Begin RAW DATA
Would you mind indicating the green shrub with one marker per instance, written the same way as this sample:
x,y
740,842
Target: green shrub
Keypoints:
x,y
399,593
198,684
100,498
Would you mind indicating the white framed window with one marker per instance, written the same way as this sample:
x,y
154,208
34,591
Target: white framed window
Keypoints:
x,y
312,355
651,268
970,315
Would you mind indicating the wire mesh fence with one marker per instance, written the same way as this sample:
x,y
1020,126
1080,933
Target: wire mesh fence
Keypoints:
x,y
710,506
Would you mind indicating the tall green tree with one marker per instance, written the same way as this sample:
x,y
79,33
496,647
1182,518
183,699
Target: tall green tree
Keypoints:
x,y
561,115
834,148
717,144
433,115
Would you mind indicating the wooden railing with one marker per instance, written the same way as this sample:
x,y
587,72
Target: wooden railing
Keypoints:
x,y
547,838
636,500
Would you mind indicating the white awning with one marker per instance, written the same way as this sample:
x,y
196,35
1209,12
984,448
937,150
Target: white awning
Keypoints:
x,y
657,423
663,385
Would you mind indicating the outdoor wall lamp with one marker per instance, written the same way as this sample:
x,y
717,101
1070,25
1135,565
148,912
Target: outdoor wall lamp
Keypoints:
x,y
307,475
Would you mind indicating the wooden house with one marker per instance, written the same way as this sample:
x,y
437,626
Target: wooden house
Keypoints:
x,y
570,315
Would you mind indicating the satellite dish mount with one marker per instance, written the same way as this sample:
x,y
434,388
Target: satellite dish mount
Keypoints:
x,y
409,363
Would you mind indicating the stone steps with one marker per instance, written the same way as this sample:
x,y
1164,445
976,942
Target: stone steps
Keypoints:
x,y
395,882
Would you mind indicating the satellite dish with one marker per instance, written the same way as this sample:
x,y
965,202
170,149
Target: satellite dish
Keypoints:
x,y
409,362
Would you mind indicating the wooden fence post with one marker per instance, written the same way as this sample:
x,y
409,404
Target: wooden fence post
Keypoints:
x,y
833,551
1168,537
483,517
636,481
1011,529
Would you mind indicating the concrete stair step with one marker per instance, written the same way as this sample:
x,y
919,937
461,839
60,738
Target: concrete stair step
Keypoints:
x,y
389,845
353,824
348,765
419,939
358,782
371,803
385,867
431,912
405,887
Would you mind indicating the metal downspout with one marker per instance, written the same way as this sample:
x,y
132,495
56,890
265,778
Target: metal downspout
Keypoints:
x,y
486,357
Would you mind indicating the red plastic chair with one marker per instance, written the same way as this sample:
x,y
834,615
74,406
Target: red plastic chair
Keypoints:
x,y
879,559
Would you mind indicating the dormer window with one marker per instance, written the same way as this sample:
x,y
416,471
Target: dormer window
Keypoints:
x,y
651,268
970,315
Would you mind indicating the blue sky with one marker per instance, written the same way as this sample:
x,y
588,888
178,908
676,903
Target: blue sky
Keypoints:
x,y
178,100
End RAW DATA
• _WORK TO DO_
Rewrite the part of the lines above that opens with the line containing "Would you mind indicating the metal" and runs through the end of the lines, copying everything in full. Multiply each keypoint coordinate by 0.7 and round it to a whole number, with halves rounding up, while the sample coordinates in the x,y format lines stay unchanged.

• _TASK OUTPUT_
Would you mind indicating the metal downspout with one marker per instance, written the same way as this sample:
x,y
132,495
56,890
265,778
Target: metal downspout
Keypoints:
x,y
340,250
Would you mind indicating the red plastic chair with one marker per instance, written the same way as this sample:
x,y
834,615
74,406
Target: red plastic chair
Keypoints:
x,y
615,391
Would you mind indicating the dormer window with one marker per instance, written the same way as this sample:
x,y
416,471
Target: dormer window
Keypoints:
x,y
456,188
679,221
Would you mind indicating the blue sky with one marker per instance, written the same way as this sample:
x,y
588,888
178,908
676,903
Target: blue sky
Keypoints:
x,y
125,70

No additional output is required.